## MATERIAL FOR THIS TASK
━━━
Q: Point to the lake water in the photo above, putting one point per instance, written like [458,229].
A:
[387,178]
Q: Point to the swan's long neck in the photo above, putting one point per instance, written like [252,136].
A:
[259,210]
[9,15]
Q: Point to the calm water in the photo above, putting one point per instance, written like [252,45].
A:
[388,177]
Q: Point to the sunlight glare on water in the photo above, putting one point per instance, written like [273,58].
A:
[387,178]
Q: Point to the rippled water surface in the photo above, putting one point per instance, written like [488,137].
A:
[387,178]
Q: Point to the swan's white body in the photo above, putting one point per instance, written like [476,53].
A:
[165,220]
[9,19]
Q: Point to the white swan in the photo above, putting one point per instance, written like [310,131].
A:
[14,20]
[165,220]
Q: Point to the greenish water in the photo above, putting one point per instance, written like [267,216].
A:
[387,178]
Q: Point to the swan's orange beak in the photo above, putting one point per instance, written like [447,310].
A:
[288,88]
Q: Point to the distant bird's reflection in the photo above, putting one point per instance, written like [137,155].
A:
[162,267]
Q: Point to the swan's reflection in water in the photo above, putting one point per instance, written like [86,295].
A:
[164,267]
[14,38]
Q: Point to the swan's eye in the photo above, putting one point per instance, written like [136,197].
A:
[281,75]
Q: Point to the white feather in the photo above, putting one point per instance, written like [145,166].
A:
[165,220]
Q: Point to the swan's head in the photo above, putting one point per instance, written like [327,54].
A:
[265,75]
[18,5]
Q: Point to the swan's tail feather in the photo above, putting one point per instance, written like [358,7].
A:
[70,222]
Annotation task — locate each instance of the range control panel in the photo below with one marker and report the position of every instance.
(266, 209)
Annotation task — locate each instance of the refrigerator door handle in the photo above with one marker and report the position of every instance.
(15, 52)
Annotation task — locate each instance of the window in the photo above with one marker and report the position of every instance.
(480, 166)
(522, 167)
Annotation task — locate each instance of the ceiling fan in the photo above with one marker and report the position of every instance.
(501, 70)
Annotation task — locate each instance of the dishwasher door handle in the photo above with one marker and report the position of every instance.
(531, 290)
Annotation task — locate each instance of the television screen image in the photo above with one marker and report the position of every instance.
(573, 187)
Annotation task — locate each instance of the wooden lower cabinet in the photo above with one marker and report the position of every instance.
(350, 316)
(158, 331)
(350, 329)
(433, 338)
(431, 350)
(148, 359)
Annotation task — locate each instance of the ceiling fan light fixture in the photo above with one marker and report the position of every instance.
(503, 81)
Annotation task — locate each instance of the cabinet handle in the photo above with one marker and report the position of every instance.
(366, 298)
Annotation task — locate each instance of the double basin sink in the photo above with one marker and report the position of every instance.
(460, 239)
━━━
## WHAT THE TASK REQUIRES
Convert all of the material above into a JSON array of strings, with one string for each line and blank lines left out.

## FULL OUTPUT
[
  "Q: Point to the lake water in the photo above, putting one point per instance, written like [458,229].",
  "A:",
  "[387,178]",
  "Q: Point to the swan's long neck in the photo above, putting one point per instance, written like [252,136].",
  "A:",
  "[259,210]",
  "[9,15]",
  "Q: Point to the calm water in the photo above, putting one point per instance, written like [252,45].",
  "A:",
  "[388,177]",
  "Q: Point to the sunlight glare on water in the photo above, putting one point per instance, written like [273,58].",
  "A:",
  "[387,178]",
  "Q: Point to the rippled water surface in the photo above, putting one point per instance, written like [488,137].",
  "A:",
  "[387,178]",
  "Q: Point to the swan's white body in the photo above, putting one point per instance, written like [476,53].",
  "A:",
  "[165,220]",
  "[9,19]",
  "Q: Point to the white swan in the photo above, putting one point per instance, written like [310,131].",
  "A:",
  "[14,20]",
  "[165,220]",
  "Q: Point to the greenish water in the photo above, putting one point per instance, written like [267,216].",
  "A:",
  "[387,178]",
  "Q: Point to the swan's orange beak in the photo above, putting one point per instance, written like [447,310].",
  "A:",
  "[288,88]",
  "Q: Point to the distant bird's reflection in the photo above, putting one point per instance, written like [137,155].",
  "A:",
  "[162,267]",
  "Q: Point to the swan's reflection in water in the photo above, putting one point per instance, written like [86,295].",
  "A:",
  "[164,267]",
  "[14,38]",
  "Q: Point to the swan's eye in the photo above, putting one point per instance, written like [136,197].",
  "A:",
  "[281,75]",
  "Q: Point to the white feather in the photo above, putting one point per instance, written like [145,166].",
  "A:",
  "[165,220]",
  "Q: Point to the swan's head in the photo above, putting one point per instance, written like [327,54].",
  "A:",
  "[265,75]",
  "[18,5]",
  "Q: Point to the swan's tail feather in the photo above, putting one point per instance, written like [358,7].",
  "A:",
  "[70,222]",
  "Annotation task — locate each instance of the range control panel in the photo below with one marker and report the position of every instance.",
  "(266, 209)",
  "Annotation task — locate each instance of the refrigerator door handle in the photo above with one marker and report the position of every instance.",
  "(15, 52)",
  "Annotation task — locate each instance of the window in the photo above with one marker and report the position of every instance.",
  "(480, 166)",
  "(522, 167)",
  "Annotation task — locate each instance of the ceiling fan in the photo above with one marker and report the position of every instance.",
  "(501, 70)",
  "Annotation task — locate each instance of the dishwasher door handle in the photo above with one marker and report the position of every instance.",
  "(531, 290)",
  "Annotation task — locate each instance of the television screen image in the photo above with one marker and report the position of every instance.",
  "(573, 187)",
  "Annotation task — locate each instance of the wooden lower cabinet in the photo above with one marker and report the position of every instance.",
  "(350, 316)",
  "(158, 331)",
  "(350, 329)",
  "(433, 338)",
  "(431, 350)",
  "(148, 359)",
  "Annotation task — locate each instance of the ceiling fan light fixture in the photo above with one marker and report the position of every instance.",
  "(503, 81)",
  "Annotation task — locate each instance of the cabinet handle in the photo above with one marker and report the position of every instance.",
  "(366, 298)",
  "Annotation task — locate each instance of the double basin sink in the photo above with one marker and report the position of every instance.",
  "(460, 239)"
]